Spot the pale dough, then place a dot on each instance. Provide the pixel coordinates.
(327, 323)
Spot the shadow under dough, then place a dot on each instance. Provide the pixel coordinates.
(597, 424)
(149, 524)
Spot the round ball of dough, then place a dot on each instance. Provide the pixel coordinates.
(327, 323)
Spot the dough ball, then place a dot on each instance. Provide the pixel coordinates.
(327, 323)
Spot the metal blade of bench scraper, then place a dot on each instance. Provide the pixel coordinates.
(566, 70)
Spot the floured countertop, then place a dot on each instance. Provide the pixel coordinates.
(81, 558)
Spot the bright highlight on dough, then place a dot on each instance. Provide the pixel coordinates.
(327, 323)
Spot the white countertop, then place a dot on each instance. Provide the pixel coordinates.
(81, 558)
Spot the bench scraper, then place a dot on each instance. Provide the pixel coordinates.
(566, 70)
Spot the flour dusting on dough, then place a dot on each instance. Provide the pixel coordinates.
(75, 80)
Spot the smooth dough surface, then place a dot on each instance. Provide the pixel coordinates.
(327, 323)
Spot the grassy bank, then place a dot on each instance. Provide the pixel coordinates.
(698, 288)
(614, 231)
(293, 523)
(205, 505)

==

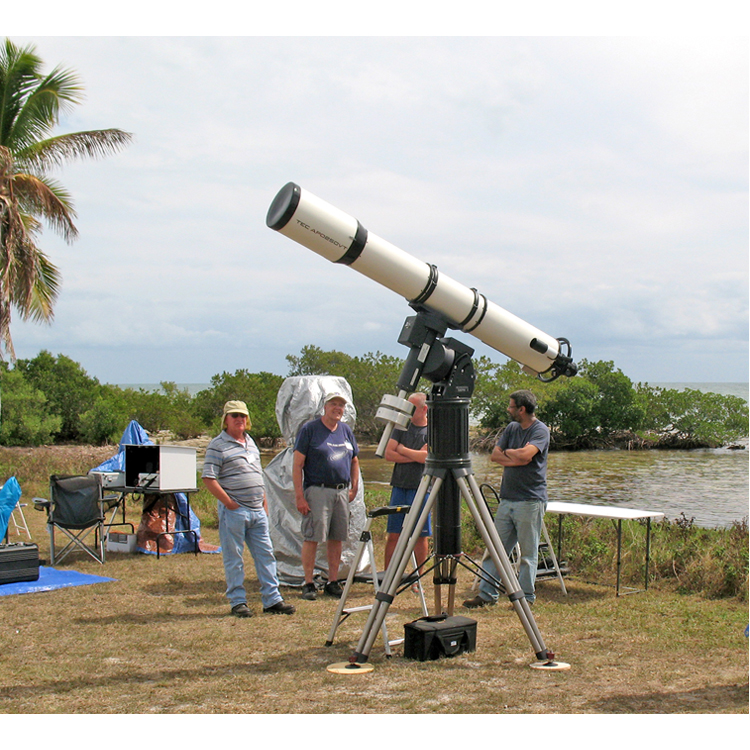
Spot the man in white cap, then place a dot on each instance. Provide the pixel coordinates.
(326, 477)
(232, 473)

==

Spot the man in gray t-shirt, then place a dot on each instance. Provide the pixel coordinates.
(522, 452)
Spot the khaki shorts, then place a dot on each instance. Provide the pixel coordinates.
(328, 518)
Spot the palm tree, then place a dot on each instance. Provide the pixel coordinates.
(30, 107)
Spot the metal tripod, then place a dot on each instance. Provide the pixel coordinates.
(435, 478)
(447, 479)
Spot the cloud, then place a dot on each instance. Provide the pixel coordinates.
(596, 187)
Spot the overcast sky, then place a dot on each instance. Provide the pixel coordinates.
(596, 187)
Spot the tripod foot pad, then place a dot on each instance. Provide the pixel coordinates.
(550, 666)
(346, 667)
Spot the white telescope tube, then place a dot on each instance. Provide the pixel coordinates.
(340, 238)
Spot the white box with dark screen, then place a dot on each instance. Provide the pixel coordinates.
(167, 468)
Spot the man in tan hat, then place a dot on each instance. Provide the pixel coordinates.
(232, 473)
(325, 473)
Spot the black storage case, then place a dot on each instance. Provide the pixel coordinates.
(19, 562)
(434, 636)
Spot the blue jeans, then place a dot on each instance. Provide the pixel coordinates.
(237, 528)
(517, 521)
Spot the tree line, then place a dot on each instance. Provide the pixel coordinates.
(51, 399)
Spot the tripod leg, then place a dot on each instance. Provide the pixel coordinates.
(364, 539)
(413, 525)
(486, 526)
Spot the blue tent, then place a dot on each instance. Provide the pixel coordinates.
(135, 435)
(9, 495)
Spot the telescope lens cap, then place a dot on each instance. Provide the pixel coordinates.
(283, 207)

[Written problem] Tally the lines in the items above that contain the word "telescope", and reply with only that number.

[Task output] 2